Worth noting is that because some kinds of Euphorbia prolifically self-seed (thereby potentially spreading into wilderness areas) these kinds of Euphorbia can no longer be carried at Oregon nurseries, including Portland Nursery. This limit includes Euphorbia myrsinites (donkey tail spurge), a popular rock garden perennial. However, we are more than happy to assist you in finding an alternative to a particular desired plant.

Varieties of perennial Euphorbia commonly for sale at Portland Nursery include:


Euphorbia martinii 'Red Wing' Euphorbia martinii ‘Redwing’  An English hybrid between Euphorbia amygdaloides and Euphorbia x martinii, this hardy evergreen Euphorbia grows 20 inches tall by 20 inches wide and is drought tolerant once established. Color wise, this Euphorbia has blue-grey foliage, but in late winter to spring the terminal flowers become a deep red color turning to gold when they bloom.


Euphorbia 'Blackbird'Euphorbia ‘Blackbird’  ‘Blackbird’ is a sport of the popular variety of Euphorbia known as ‘Redwing’. The most distinguishing characteristic of ‘Blackbird’ is its dark-purple evergreen foliage, which takes on an even darker coloration when grown in full sun. It remains compact and bushy, forming 18- to 22-inch evergreen mounds at maturity. The yellow/green bracts (flowers) provide a nice contrast against the dark foliage in mid-spring. It thrives in locations with full sun to partial shade throughout USDA Hardiness Zones 6-9. Once established, it is heat and drought resistant with few cultural problems.


Euphorbia 'Shorty'Euphorbia ‘Shorty’ This hybrid is noteworthy for its compact size and sturdy form, growing to only 18 inches tall. Also, this evergreen variety has graceful blue-green foliage in summer with red growing tips and red-tinted foliage in winter followed by bright yellow flowers in early spring. It is great in pots or at the front of the border.


Euphorbia 'Rudolph'Euphorbia ‘Rudolph’An evergreen perennial with charming winter interest, ‘Rudolph’ has blue-green foliage which develops brilliant red accents (true to the name) as the weather cools. In terms of size this perennial grows to 3 feet by 3 feet. In the spring, sprays of chartreuse and red flowers appear on this compact and worry-free perennial.

_TASKS TO COMPLETE_
1. For each of the statements (a), (b) and (c), say whether it agrees with the text on perennial Euphorbia, answering yes or no and quoting the deciding words. (a) 'Blackbird' is a sport of 'Redwing'. (b) 'Shorty' grows to 3 feet tall. (c) Oregon nurseries may still carry Euphorbia myrsinites.
2. Pick up the text on perennial Euphorbia at the point where it stops, and continue it.

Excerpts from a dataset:
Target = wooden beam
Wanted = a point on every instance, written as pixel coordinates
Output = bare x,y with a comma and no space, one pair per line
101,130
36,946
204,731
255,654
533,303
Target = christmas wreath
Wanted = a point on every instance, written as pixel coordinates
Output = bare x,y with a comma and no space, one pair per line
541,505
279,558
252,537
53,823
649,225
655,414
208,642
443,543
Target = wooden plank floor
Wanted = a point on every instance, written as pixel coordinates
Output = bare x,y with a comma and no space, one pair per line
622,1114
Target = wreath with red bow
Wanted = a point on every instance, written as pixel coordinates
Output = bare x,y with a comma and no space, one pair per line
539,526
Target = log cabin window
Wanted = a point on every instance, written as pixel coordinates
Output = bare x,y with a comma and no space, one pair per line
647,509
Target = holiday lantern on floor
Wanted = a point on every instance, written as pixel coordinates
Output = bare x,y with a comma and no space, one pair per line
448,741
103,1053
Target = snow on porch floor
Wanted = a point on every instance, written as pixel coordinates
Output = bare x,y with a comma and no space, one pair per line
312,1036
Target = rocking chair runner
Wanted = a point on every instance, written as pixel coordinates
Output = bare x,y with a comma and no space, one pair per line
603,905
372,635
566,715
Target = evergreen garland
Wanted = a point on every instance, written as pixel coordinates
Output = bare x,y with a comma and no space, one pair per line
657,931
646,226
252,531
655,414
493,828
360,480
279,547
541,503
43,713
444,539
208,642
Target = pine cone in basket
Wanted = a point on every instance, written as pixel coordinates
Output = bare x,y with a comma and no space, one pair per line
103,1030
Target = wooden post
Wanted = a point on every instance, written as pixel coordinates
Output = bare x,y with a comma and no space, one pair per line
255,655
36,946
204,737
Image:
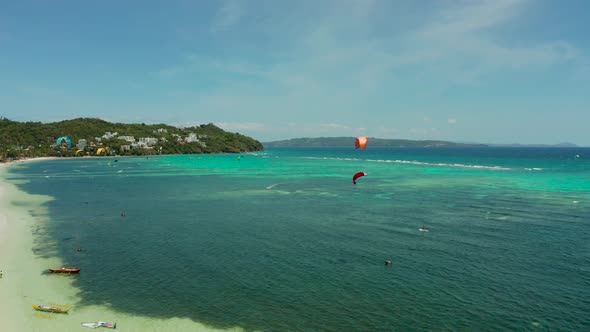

_OUTPUTS BY TASK_
1.
(a) Yes: "‘Blackbird’ is a sport of the popular variety of Euphorbia known as ‘Redwing’."
(b) No: "growing to only 18 inches tall."
(c) No: "these kinds of Euphorbia can no longer be carried at Oregon nurseries" and "This limit includes Euphorbia myrsinites (donkey tail spurge)".

2.
Euphorbia 'Helena's Blush'Euphorbia 'Helena's Blush' This perennial grows to about 1 foot tall with narrow gray green leaves with creamy yellow variegation and a thin margin of pink. Flowers, which appear in late spring, have broad bracts that are mostly yellow with a splash of green in the middle. This is a variegated form of Euphorbia 'Efanthia' which would make this plant the result of a crossing of Euphorbia amygdaloides with E. x martinii.


Euphorbia 'Glacier Blue'Euphorbia ‘Glacier Blue’ Euphorbia characias 'Glacier Blue' is a compact vigorous plant to 12-15 inches tall by 15 inches wide with cream-edged margined blue green foliage and flower bracts . It is more compact and has bluer-green foliage than 'Tasmanian Tiger,’ another variety of Euphorbia characias.

Euphorbia

Euphorbia

FACTS: EUPHORBIA

Family: Euphorbiaceae

Genus: Euphorbia

Common Name: Spurge, Euphorbia

Origin: Southwestern Asia, Britain, Europe, Mediterranean

Culture: Most prefer well-drained, light soil in full sun, although some Euphorbia prefer moist, humus-rich soil in part shade or permanently moist soil in full sun.

Pests and Disease: When grown in too wet soil, collar rot can occur. In addition, some kinds of Euphorbia are susceptible to powdery mildew. Otherwise Euphorbia are generally pest free.

Maintenance: Most Euphorbia resent transplanting, but otherwise are easy to maintain. After flowering, the dead stems on the plant should be cut back to the area of new growth. Importantly, tidying the plant will promote more growth to occur.

In addition, it is extremely important to wear protective gloves when working with Euphorbia because they exude a white sap that is a skin irritant and can be poisonous if ingested.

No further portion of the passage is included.